So there is a recipe for success.
This is great because entrepreneurship has a magic power, it triggers positive energies and it leaves people with an irresistible willingness to start doing things.
However, all these positive energies can be very easily transformed into negative when they are not channelled in the correct direction.
And with negative I mean: having quit a day job, having spent most of our savings, having re-mortaged the house and ultimately having trouble explaining to our life partner, family and friends why we have done all of that and we haven’t been able to succeed. That’s awful.
Let’s follow the process then. Instead of jumping into build mode and start developing and hiring people immediately, these are the questions that we need to answer in order to build and launch a product customers need and for which there is market demand:

  • Which problem are we going to solve?
  • Who has the pain in our market?
  • Who are the early adopters?
  • What is the value proposition able to satisfy their needs?
  • How much are they willing to pay for it?
  • What is the minimum set of features required for launch?

The way to answer most of these questions is to engage with customers from the very early stage of the new product development, get to know them profoundly, create a value proposition based on the insights captured that relies on the company’s key strengths to create a competitive advantage customers care about, and test and iterate that proposition on the market until we reach product-market fit.

Most of this can be done before investing any substantial resource into the business, and that’s really the best thing about Lean methodology.
The most difficult thing is to resist from the instinct to jump into “build mode”, and invest some time to de-risk an idea before investing heavily in it.
Anyone is in love with their idea, and the last thing we want to know is that it’s not a good one. But the sooner we realise an idea is flawed (i.e. there is no market need for it) the better it is.

In terms of practical steps, this is the usual process I apply to validate a new business or a new product idea and achieve product-market fit:

  • compile a lean canvas to have clarity of a business idea (see here a few tips on how to compile it)
  • identify the riskiest assumptions for the business idea. Hint: usually are the ones around target segment, problems and market size
  • conduct a round of qualitative interviews with target customers, to understand if they have the pain, how big is it, and what do they currently do to solve it (see here a few tips on how to recruit them, how to conduct interviews and which questions to ask them)
  • run a collaborative workshop with the entire team to refine the value proposition based on customer insights collected so far. This is how disruptive ideas are generated!
  • prepare some cheap and quick form of prototype (see here a seven options, ordered with the least expensive at the top)
  • conduct another round of qualitative interviews with target customers, to understand if the solution prepared solves the problem and if they are willing to pay for it. At this stage is mandatory to attempt to get a commitment from them
  • iterate the solution, and conduct new interviews in case they don’t commit
  • when I get enough commitment, I define a MVP (Minimum Viable Product) and start proper development

This approach allows the companies I work for to delay cash investment and de-risk an idea until the point when we have enough certainty that we are going to develop and launch something customers want. Before that point, it’s all going to be a learning process.

- [Directions]
1) What does the passage on Lean methodology name as the most difficult thing?
2) Please reproduce the part of the passage on Lean methodology that opens with the words containing "The way to answer" and closes with "better it is.".
3) Summarize the passage on Lean methodology in two sentences.

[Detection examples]
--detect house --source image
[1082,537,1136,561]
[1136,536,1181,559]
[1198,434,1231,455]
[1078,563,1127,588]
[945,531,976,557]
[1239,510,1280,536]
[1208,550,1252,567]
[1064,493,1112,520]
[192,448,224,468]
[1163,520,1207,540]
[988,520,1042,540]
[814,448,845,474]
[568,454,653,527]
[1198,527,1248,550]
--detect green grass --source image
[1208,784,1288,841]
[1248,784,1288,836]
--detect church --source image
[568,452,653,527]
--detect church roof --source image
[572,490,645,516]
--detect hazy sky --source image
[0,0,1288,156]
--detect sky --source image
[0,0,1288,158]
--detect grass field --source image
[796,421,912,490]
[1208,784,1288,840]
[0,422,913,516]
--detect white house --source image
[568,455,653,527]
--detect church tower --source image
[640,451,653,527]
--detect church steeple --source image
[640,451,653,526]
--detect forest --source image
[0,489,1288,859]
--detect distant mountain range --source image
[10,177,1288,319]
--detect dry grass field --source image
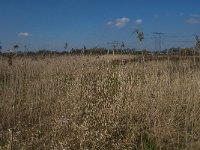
[0,55,200,150]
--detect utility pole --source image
[112,41,119,55]
[153,32,164,53]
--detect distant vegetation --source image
[0,54,200,150]
[0,46,195,56]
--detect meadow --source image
[0,55,200,150]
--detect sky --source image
[0,0,200,51]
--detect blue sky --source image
[0,0,200,51]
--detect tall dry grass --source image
[0,56,200,150]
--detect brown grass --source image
[0,56,200,150]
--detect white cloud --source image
[115,17,130,28]
[106,17,130,28]
[18,32,31,37]
[106,21,113,25]
[185,14,200,25]
[135,19,143,25]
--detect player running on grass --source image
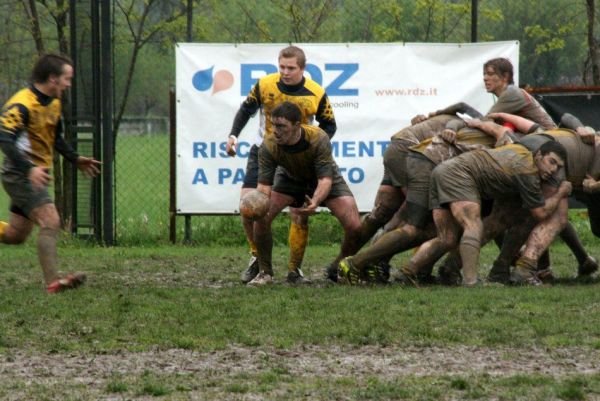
[0,54,100,293]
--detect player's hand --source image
[28,167,52,189]
[225,135,237,157]
[440,128,456,143]
[465,118,481,128]
[486,113,504,122]
[558,181,573,198]
[297,195,319,216]
[410,114,427,125]
[582,174,600,193]
[576,127,596,145]
[76,156,102,178]
[494,133,513,148]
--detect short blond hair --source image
[279,46,306,68]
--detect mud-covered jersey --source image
[237,73,337,138]
[409,127,496,165]
[468,144,545,209]
[258,125,340,186]
[0,86,61,168]
[488,85,557,129]
[391,114,459,152]
[519,128,600,190]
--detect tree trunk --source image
[585,0,600,85]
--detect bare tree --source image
[114,0,186,138]
[584,0,600,85]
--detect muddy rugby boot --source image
[247,272,273,287]
[577,256,598,277]
[365,261,391,284]
[240,256,258,284]
[324,264,338,283]
[287,269,311,285]
[338,256,360,285]
[46,273,87,294]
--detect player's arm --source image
[530,181,572,221]
[486,112,540,134]
[315,94,337,140]
[0,104,42,186]
[256,142,277,197]
[428,102,483,118]
[560,113,596,145]
[54,121,102,178]
[225,81,261,157]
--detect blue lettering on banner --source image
[192,168,208,185]
[240,64,277,96]
[340,167,365,184]
[192,142,252,159]
[240,63,359,96]
[218,168,244,185]
[331,141,390,158]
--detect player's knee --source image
[590,219,600,238]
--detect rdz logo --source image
[192,65,233,95]
[240,63,358,96]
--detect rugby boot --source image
[510,256,542,286]
[46,273,87,294]
[247,272,273,287]
[365,260,391,284]
[240,255,259,284]
[338,256,360,285]
[324,264,338,283]
[287,268,311,285]
[394,267,419,287]
[535,267,556,283]
[488,261,510,285]
[438,263,462,286]
[577,256,598,277]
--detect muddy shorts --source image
[2,170,54,218]
[381,140,413,188]
[406,152,435,228]
[429,158,481,209]
[273,168,353,207]
[242,145,258,188]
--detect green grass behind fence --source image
[0,135,593,245]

- [Solutions to the tasks]
1) Resisting the instinct to jump into "build mode" and instead investing some time to de-risk an idea before investing heavily in it.

2)
The way to answer most of these questions is to engage with customers from the very early stage of the new product development, get to know them profoundly, create a value proposition based on the insights captured that relies on the company’s key strengths to create a competitive advantage customers care about, and test and iterate that proposition on the market until we reach product-market fit.

Most of this can be done before investing any substantial resource into the business, and that’s really the best thing about Lean methodology.
The most difficult thing is to resist from the instinct to jump into “build mode”, and invest some time to de-risk an idea before investing heavily in it.
Anyone is in love with their idea, and the last thing we want to know is that it’s not a good one. But the sooner we realise an idea is flawed (i.e. there is no market need for it) the better it is.

3) Instead of jumping into build mode, a new venture should answer key questions about the problem, the customers, the value proposition, pricing and minimum launch features by engaging customers early and testing and iterating until it reaches product-market fit. The process described runs from a lean canvas and the riskiest assumptions through customer interviews, a team workshop, a cheap prototype and further interviews seeking commitment to defining an MVP, which lets companies delay cash investment and de-risk an idea.